SOURCE DATA –
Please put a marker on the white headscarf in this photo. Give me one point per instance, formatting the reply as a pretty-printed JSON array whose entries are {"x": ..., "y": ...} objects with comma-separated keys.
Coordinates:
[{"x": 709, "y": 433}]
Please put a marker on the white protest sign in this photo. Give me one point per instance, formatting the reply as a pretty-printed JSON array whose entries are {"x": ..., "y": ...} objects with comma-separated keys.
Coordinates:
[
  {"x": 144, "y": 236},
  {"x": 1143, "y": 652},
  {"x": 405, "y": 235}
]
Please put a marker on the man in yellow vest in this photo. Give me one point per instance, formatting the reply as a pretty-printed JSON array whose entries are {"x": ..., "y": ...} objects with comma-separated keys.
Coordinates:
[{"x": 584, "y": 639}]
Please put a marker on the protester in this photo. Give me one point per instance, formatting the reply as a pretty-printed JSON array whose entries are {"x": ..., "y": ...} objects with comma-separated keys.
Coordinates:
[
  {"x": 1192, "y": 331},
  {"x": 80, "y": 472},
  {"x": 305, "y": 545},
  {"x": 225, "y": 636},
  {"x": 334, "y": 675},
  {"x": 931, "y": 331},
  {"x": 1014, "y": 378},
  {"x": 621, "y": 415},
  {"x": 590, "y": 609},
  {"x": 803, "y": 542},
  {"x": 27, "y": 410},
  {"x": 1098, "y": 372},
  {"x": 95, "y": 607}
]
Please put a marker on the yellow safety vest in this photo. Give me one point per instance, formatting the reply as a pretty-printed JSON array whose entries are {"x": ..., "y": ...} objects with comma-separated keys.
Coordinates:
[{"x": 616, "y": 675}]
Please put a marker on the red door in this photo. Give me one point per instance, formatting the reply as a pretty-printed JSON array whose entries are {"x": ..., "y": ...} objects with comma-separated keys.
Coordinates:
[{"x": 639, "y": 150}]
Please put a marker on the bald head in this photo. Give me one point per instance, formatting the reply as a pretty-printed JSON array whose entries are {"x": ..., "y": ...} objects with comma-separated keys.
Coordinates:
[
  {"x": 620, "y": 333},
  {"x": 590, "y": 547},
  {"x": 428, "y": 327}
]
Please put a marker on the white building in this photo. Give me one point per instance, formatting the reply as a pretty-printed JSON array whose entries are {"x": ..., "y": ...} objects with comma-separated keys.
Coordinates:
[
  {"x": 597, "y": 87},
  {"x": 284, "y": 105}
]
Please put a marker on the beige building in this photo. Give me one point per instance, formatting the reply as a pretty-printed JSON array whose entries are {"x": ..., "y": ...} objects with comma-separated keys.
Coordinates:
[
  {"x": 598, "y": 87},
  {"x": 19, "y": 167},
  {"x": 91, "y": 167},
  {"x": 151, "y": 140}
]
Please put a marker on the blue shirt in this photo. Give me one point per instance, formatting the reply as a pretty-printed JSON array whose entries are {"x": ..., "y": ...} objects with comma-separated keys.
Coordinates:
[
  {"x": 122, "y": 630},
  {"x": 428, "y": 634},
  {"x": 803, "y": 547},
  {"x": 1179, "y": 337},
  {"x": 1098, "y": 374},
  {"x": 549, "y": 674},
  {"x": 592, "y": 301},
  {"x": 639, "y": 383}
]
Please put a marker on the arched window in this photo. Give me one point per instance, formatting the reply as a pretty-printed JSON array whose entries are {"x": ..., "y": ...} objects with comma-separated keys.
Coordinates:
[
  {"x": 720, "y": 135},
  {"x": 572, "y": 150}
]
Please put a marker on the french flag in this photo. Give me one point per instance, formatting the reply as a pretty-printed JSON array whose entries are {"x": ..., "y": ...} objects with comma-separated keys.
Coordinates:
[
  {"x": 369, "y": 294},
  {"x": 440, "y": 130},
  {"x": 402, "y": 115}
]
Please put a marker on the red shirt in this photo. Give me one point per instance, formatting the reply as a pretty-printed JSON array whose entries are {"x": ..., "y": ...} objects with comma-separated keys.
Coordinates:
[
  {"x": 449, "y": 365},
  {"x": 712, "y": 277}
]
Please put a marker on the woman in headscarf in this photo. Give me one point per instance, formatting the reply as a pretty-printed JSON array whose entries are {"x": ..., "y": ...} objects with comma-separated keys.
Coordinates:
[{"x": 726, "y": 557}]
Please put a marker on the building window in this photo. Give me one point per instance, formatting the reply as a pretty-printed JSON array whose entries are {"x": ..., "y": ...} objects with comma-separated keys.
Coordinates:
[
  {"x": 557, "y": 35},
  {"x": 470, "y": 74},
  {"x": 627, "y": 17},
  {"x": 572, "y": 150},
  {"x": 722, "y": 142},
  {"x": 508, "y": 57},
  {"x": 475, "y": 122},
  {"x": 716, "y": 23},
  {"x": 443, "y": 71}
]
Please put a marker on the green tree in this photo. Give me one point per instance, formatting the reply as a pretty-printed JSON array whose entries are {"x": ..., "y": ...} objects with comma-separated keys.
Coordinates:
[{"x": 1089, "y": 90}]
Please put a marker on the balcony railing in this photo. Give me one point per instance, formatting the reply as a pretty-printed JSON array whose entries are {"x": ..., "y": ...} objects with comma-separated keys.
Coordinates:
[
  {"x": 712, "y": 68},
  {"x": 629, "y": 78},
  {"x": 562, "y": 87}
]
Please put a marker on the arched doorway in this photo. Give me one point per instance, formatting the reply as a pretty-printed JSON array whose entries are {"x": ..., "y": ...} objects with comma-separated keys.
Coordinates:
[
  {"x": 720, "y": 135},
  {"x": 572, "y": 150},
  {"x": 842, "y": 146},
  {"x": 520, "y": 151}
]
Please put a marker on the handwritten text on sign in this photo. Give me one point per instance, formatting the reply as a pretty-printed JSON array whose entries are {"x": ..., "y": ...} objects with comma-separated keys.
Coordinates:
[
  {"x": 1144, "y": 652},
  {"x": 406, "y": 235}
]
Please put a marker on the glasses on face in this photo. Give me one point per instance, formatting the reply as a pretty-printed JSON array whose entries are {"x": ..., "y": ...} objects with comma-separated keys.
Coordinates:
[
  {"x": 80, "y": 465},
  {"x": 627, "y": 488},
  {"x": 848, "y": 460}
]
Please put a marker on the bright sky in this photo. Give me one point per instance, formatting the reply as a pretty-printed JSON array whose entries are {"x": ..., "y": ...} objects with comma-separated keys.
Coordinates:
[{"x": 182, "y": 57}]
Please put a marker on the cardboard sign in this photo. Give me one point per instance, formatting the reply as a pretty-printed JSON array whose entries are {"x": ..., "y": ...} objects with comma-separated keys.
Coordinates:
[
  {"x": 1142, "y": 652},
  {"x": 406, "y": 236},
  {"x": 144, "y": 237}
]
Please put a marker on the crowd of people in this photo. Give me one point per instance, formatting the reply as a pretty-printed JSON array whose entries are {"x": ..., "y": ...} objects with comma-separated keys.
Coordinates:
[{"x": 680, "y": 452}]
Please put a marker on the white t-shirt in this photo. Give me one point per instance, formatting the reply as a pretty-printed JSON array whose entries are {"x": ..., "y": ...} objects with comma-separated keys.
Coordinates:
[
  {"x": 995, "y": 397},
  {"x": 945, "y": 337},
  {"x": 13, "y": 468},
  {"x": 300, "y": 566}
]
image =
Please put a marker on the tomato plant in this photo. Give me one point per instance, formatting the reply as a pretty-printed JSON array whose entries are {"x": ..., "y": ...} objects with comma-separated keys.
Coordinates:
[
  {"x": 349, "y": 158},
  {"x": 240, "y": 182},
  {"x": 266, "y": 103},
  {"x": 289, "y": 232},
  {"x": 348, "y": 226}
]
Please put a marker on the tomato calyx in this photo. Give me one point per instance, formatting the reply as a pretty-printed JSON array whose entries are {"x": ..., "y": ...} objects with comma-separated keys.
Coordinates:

--

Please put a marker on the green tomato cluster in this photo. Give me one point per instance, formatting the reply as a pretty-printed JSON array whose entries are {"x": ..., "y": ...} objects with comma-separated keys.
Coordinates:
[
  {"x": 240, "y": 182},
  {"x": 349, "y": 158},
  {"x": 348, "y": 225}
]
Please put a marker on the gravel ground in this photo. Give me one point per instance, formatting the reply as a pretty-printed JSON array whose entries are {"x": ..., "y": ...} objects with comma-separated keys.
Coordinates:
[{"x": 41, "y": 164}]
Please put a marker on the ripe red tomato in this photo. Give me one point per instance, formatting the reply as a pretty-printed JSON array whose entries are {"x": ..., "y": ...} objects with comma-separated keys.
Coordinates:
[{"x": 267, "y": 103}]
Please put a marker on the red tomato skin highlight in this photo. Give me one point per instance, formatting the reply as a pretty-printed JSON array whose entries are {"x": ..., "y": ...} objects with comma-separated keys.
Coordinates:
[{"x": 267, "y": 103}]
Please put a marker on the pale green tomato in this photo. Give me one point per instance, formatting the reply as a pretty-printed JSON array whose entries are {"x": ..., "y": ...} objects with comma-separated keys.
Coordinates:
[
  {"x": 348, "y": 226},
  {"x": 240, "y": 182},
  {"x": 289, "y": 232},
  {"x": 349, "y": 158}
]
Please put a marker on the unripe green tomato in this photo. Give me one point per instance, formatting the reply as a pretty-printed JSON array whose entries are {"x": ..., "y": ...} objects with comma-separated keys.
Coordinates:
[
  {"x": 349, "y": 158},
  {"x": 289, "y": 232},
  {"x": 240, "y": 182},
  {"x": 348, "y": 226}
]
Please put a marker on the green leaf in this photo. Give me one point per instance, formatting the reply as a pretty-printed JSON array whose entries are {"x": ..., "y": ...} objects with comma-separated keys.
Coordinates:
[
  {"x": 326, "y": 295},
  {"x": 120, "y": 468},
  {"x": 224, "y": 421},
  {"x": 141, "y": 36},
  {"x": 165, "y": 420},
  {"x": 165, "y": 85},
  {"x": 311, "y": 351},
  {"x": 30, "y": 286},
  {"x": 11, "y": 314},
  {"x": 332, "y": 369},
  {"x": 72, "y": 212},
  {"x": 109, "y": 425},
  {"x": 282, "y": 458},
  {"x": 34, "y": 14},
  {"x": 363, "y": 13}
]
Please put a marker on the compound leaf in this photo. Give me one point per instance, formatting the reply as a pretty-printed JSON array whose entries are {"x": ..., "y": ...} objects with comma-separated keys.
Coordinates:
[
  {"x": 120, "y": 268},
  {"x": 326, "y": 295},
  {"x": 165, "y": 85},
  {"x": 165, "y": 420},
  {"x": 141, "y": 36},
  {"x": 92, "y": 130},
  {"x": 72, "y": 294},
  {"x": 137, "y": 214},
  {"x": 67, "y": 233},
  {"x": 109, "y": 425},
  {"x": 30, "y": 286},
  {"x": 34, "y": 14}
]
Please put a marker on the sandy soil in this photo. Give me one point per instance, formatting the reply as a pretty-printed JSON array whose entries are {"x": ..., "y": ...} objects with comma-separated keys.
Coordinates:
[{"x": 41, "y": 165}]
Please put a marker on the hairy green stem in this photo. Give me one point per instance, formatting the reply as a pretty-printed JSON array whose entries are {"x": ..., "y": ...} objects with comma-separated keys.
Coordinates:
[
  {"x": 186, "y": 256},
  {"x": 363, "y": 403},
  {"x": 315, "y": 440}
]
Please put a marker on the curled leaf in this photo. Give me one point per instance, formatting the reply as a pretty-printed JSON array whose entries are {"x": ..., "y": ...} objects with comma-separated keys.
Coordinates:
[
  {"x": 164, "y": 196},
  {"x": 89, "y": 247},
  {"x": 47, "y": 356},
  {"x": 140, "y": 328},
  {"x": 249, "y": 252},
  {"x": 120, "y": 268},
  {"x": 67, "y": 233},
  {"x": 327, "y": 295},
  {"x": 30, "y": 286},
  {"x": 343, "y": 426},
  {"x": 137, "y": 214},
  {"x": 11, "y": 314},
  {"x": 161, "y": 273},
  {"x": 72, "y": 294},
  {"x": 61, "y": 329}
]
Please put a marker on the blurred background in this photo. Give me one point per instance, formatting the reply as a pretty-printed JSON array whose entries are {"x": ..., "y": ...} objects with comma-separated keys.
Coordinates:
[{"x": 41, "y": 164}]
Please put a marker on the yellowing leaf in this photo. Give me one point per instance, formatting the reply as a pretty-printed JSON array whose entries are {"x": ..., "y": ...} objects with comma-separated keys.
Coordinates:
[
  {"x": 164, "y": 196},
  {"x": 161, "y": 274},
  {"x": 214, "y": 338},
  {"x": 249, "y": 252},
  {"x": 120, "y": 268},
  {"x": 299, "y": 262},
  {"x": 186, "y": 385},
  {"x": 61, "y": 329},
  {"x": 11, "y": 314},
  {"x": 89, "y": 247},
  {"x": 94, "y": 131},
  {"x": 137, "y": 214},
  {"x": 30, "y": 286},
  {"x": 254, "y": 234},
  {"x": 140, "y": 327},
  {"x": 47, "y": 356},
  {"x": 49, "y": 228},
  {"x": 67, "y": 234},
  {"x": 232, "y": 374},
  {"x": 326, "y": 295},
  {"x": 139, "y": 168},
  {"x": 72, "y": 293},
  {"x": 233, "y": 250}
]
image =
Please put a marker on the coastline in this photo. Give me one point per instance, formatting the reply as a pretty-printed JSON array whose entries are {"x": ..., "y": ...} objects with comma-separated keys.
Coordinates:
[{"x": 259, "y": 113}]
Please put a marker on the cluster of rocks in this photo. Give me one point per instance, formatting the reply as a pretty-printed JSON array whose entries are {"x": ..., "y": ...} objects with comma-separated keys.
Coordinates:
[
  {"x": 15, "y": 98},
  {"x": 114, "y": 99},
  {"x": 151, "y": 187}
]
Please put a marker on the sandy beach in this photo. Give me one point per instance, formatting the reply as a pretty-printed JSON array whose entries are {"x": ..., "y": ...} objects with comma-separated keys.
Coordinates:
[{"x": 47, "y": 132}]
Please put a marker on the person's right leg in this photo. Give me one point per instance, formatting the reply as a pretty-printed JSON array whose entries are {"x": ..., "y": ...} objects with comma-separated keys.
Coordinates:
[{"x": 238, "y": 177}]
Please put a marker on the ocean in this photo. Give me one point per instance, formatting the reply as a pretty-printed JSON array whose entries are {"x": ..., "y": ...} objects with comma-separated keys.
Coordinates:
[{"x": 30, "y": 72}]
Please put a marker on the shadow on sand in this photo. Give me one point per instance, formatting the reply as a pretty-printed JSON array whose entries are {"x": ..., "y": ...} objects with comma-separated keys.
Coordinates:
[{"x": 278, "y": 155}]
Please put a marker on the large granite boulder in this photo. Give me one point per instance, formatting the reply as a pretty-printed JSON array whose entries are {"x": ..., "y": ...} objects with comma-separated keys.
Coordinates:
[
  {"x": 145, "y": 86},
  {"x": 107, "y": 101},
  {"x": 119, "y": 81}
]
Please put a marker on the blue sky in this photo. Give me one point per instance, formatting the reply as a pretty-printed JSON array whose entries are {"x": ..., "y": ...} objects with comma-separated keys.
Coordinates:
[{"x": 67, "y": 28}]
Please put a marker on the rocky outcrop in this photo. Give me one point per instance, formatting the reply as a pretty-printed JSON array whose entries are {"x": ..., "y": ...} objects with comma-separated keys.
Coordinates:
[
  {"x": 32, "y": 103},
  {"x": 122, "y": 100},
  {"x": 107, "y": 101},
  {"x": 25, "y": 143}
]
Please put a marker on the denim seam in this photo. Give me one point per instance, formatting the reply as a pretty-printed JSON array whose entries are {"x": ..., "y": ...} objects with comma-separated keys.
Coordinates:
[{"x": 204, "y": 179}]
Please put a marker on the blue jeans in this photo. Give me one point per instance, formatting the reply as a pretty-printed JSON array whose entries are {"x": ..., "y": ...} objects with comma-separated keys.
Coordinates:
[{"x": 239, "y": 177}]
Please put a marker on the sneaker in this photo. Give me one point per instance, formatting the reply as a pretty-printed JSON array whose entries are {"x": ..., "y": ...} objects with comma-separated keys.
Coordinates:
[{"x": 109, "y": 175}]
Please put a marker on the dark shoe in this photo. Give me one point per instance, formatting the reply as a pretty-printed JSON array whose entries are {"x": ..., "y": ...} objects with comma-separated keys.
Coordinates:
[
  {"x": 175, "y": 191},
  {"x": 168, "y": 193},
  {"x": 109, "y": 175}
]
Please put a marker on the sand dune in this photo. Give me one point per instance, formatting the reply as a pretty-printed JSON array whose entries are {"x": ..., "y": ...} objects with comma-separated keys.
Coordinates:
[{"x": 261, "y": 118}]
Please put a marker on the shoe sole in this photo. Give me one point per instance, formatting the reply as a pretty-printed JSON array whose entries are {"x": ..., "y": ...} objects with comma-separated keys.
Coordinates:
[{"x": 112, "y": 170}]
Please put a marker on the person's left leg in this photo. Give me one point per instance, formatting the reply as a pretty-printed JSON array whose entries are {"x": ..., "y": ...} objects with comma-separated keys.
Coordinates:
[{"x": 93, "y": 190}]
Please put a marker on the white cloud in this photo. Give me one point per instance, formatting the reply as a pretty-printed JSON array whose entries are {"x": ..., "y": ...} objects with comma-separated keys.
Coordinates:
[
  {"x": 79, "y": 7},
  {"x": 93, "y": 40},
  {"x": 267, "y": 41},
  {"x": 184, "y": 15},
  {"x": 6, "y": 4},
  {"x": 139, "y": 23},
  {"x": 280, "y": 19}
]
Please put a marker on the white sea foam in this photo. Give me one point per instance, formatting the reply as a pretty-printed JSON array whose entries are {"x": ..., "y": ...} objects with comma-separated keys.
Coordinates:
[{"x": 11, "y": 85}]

DIRECTIVE – From both blocks above, gather each line that contains the string "shoe". Treat uppercase and lowercase as different when matching.

EXERCISE RESPONSE –
Please put a marker on the dark shoe in this photo. Give me one point per instance, formatting the reply as a pretty-printed JSON array whose entries are {"x": ..., "y": ...} objects with comma-separated keys.
Please put a marker on the shoe sole in this photo. Give me one point per instance, formatting the reply as a pretty-printed JSON array whose entries are {"x": ..., "y": ...} objects with comma-separated keys.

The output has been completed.